== REQUIRED TASK ==
Take the line that contains "Target: louvered shutter" as the first and the last line of the material as the final one; set down exactly the lines in that span.
=== ENTRIES SUPPLIED ===
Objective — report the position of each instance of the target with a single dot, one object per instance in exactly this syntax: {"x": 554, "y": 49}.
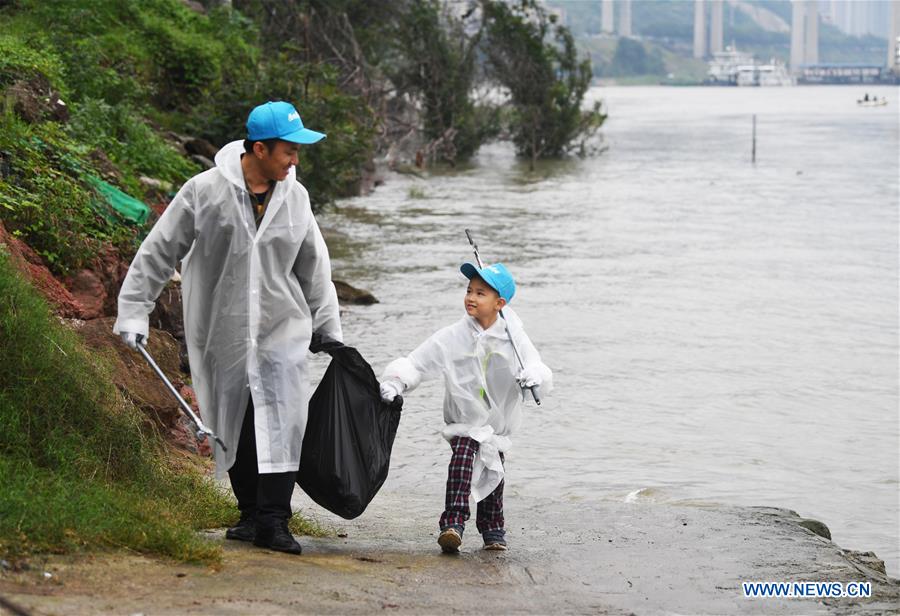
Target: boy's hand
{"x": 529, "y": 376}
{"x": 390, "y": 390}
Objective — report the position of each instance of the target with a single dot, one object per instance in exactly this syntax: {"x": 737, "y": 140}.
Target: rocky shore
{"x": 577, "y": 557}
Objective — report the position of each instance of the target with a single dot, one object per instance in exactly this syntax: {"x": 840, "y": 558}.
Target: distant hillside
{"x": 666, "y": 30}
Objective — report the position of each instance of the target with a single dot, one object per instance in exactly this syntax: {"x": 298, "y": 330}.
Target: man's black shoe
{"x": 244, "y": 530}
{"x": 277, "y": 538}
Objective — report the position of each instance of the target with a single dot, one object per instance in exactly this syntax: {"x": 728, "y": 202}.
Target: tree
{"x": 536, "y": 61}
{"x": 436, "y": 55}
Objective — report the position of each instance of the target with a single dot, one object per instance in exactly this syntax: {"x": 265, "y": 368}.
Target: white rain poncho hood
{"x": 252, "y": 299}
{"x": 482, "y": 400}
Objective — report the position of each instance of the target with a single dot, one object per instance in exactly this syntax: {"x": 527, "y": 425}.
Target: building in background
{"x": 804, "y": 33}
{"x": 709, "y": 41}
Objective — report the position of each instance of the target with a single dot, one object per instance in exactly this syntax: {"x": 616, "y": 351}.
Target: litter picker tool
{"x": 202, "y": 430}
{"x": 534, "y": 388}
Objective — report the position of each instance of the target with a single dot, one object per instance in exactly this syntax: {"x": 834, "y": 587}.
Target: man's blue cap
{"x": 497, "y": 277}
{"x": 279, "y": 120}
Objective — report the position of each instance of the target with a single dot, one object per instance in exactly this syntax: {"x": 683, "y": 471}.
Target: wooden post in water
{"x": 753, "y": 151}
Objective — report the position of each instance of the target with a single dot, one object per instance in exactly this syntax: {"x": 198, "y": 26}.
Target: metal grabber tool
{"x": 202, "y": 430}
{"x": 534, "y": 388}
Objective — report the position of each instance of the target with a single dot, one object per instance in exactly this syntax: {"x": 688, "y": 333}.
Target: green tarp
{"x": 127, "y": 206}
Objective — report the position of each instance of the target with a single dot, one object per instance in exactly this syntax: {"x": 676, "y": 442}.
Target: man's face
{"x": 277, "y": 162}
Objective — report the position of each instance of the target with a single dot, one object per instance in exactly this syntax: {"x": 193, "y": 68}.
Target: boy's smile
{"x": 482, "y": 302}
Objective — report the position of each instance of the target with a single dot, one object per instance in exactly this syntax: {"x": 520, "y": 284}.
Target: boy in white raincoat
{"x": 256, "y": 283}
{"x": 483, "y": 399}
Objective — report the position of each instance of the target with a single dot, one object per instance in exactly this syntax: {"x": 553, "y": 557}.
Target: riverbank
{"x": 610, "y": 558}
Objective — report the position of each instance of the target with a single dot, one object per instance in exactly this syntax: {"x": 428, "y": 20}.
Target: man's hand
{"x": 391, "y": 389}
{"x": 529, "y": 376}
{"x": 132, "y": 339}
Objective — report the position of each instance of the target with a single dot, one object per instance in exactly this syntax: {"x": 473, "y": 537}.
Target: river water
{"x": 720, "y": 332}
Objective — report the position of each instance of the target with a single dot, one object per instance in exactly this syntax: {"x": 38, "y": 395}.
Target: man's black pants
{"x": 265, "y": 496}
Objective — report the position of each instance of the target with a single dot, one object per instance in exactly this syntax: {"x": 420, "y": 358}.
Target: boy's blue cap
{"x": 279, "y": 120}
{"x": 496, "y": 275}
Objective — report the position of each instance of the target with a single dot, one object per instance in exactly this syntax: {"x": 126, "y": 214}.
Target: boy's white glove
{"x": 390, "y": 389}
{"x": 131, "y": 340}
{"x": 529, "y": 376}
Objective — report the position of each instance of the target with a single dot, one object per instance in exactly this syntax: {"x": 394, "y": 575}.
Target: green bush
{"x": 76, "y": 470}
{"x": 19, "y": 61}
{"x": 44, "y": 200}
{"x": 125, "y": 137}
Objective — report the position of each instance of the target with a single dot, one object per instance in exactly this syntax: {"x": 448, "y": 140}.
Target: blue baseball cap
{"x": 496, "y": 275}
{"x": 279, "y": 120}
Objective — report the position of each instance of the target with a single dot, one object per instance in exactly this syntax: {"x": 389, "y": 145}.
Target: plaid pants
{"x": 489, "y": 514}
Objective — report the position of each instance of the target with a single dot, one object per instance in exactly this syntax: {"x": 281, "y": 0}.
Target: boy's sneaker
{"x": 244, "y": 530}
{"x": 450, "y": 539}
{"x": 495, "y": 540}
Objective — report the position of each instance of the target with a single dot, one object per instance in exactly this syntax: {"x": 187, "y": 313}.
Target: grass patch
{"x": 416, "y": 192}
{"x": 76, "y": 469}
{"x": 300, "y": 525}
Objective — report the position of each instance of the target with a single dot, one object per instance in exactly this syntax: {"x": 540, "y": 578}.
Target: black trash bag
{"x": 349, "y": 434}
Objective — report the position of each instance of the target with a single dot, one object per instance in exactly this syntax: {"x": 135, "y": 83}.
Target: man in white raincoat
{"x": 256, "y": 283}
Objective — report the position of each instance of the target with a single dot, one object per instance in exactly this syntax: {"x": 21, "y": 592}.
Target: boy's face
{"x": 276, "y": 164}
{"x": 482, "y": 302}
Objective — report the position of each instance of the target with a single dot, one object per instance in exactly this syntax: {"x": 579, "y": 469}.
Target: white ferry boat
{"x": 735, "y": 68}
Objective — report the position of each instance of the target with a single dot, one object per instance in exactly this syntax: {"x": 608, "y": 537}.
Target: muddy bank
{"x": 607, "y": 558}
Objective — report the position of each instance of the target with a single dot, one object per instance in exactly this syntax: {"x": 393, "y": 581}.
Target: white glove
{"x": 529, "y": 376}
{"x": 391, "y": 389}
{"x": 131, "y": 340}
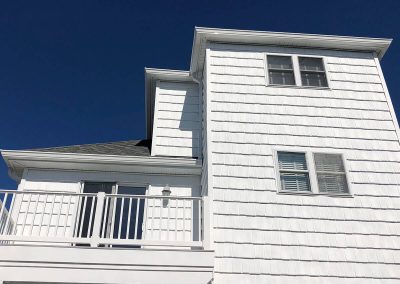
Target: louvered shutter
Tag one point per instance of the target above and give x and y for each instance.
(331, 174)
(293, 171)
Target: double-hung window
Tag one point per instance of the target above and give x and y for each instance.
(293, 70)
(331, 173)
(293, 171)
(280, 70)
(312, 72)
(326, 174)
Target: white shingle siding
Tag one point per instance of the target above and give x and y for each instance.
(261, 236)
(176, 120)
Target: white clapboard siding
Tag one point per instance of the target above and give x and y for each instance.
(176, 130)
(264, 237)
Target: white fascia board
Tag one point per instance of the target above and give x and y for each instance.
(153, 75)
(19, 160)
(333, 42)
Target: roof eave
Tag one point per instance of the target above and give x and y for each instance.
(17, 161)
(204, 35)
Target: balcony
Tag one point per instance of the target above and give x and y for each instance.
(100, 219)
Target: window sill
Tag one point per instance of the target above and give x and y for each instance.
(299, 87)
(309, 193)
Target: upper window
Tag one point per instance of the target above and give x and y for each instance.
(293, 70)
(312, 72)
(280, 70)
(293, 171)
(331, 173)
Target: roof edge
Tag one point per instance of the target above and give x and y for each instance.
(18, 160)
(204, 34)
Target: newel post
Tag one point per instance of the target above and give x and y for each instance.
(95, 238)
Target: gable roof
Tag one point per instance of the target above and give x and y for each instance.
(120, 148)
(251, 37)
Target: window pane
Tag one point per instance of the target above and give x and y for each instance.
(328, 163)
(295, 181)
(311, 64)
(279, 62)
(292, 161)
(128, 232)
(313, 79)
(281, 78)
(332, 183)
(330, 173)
===
== COMPLETE ANSWER ==
Target: louvered shutter
Tag one point per instance of the target above and give x and y for each instance.
(331, 174)
(293, 171)
Target: double-hung window
Tag one point per instance of the target above and give x and y for each instance.
(293, 70)
(331, 173)
(293, 171)
(280, 70)
(312, 72)
(326, 174)
Target: white shingle siding
Tag one point per instance of the target above and give x and y for each instance.
(261, 236)
(176, 120)
Target: white clapboard siding
Tag one point per instance of the target above and give x and y for each instance.
(176, 130)
(264, 237)
Target: white fascia board
Tag one point per instance of the target above and give x and y for each instance.
(153, 75)
(19, 160)
(333, 42)
Target: roof eave
Tag one point per instance of the target above and give x and y for each instance.
(17, 161)
(204, 35)
Target: balcony
Tag one point per instance of the target above and give x and y for each instance.
(100, 219)
Target: window sill
Tag one point per instance of the target above and give x and y for each instance.
(299, 87)
(309, 193)
Target: upper window
Tag one point per instance of the target above and give x and y for each instance.
(293, 70)
(312, 72)
(280, 70)
(293, 171)
(331, 173)
Target: roof edge
Tag one point per instance of the target above and give x and y for each instance.
(18, 160)
(204, 34)
Target: newel post
Tag one point per instance of the target above and give x and y for each instance.
(95, 238)
Target: gable roof
Tag one point per instance of the target above and give x and y for each instance.
(120, 148)
(251, 37)
Target: window pane
Tag one point per instance of the target above and give x and y for each instance.
(328, 163)
(295, 181)
(311, 64)
(279, 62)
(292, 161)
(128, 232)
(313, 79)
(281, 78)
(332, 183)
(330, 173)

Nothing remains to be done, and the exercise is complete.